Objective ▸ Which lines of the records below contain the word "trace"? Return each such line in full, treating case as significant.

Rows from a segmentation dataset ▸

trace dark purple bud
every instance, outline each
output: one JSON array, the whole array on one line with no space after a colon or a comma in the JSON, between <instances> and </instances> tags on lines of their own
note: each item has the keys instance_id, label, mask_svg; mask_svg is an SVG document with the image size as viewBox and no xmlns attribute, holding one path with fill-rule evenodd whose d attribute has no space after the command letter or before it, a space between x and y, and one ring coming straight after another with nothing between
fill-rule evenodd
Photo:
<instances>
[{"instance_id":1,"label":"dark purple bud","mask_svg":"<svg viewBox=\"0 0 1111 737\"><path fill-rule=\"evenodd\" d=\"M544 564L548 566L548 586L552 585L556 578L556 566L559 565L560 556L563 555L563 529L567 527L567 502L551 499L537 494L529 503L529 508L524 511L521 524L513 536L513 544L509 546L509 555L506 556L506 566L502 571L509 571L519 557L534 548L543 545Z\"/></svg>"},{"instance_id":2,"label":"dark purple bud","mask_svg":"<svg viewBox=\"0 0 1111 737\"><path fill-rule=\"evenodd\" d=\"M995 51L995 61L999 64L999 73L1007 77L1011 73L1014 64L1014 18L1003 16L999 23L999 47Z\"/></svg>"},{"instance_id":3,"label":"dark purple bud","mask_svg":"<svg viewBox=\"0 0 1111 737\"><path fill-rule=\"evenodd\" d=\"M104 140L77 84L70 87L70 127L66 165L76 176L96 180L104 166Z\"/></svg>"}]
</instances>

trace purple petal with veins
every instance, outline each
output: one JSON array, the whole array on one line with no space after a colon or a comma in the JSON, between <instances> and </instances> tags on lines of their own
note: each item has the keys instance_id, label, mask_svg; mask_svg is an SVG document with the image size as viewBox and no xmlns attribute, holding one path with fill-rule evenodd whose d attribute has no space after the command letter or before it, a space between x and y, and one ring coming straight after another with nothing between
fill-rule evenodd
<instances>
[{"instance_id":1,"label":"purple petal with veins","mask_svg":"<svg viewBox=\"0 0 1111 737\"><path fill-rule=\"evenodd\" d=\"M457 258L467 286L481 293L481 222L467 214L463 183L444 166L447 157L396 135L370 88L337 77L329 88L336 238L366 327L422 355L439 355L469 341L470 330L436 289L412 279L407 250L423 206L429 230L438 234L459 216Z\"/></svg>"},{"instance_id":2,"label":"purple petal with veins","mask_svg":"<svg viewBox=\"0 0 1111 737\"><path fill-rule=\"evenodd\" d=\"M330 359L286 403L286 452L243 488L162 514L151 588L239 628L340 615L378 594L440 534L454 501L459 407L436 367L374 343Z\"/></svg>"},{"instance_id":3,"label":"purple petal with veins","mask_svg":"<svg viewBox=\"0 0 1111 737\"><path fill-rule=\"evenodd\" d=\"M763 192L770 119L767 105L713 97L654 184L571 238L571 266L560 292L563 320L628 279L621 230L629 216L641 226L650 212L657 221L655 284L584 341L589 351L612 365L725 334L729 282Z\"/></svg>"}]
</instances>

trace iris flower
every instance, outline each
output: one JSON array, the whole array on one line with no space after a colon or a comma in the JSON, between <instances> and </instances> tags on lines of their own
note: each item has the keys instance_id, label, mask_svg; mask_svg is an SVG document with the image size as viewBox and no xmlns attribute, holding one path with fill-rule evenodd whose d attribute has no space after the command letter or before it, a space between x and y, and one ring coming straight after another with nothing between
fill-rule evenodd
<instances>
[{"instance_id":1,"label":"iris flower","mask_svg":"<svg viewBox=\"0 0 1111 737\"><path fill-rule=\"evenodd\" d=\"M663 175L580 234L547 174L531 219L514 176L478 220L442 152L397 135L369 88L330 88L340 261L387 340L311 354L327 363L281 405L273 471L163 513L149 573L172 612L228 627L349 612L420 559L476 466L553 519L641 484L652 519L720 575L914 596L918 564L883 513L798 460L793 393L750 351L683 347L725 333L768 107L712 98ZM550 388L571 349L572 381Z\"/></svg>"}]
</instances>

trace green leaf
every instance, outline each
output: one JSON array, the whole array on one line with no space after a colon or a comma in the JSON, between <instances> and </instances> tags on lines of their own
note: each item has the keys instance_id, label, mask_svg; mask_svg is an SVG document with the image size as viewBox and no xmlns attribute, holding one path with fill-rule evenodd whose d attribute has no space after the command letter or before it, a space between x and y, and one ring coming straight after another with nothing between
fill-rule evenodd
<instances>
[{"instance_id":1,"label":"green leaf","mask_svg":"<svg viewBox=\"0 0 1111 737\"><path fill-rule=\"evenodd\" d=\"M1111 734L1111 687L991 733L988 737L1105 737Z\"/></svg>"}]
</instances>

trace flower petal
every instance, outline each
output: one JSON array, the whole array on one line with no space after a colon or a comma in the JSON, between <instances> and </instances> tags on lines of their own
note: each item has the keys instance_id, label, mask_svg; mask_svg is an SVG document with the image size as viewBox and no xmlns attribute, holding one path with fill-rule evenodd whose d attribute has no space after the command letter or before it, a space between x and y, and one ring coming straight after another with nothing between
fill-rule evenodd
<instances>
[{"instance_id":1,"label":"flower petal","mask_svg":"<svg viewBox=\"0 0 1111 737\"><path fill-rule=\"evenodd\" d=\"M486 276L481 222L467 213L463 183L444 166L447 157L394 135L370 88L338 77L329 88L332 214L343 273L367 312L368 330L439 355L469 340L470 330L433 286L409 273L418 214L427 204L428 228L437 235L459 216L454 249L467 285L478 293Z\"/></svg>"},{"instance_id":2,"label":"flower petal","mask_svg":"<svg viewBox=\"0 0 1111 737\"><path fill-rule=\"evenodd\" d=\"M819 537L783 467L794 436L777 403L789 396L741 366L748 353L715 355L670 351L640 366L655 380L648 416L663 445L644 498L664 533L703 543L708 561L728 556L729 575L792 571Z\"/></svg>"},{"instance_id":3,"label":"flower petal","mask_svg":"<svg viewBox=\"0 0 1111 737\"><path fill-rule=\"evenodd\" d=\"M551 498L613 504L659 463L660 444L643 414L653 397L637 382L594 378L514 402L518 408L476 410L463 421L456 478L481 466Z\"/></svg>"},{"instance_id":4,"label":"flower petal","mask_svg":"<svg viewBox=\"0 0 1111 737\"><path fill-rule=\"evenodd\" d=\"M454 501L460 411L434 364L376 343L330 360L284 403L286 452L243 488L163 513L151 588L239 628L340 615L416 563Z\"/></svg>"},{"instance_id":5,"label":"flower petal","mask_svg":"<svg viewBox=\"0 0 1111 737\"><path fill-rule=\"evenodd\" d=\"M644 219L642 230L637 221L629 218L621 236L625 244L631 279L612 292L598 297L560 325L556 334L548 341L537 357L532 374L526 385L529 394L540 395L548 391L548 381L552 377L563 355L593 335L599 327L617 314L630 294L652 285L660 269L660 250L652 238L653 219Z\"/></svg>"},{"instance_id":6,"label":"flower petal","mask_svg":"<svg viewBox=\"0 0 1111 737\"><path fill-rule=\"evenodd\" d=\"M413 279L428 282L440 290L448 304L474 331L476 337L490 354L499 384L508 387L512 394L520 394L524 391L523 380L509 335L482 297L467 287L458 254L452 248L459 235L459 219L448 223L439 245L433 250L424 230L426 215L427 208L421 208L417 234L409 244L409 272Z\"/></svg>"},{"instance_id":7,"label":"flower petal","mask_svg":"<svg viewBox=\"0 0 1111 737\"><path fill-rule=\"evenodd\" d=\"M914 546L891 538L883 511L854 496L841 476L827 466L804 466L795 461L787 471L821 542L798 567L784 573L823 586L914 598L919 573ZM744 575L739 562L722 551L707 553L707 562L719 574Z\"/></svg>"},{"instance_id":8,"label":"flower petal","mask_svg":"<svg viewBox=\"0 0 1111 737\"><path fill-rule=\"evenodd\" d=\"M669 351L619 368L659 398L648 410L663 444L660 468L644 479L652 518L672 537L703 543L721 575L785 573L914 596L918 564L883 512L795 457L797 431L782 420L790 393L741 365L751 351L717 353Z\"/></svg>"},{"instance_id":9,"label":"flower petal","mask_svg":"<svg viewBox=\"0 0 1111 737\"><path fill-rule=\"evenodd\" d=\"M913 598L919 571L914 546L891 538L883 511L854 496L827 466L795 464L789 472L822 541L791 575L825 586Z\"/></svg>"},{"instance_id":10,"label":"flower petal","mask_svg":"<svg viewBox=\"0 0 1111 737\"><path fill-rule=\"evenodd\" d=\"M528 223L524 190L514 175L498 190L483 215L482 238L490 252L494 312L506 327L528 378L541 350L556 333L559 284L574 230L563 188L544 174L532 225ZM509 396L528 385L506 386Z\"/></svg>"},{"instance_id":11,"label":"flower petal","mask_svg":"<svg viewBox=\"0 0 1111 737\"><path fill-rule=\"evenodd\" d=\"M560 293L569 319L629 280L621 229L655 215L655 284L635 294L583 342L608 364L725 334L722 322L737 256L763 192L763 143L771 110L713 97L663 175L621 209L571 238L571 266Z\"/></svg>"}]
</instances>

Response to this exercise ▸
trace dark purple bud
trace purple petal with veins
trace iris flower
trace green leaf
trace flower petal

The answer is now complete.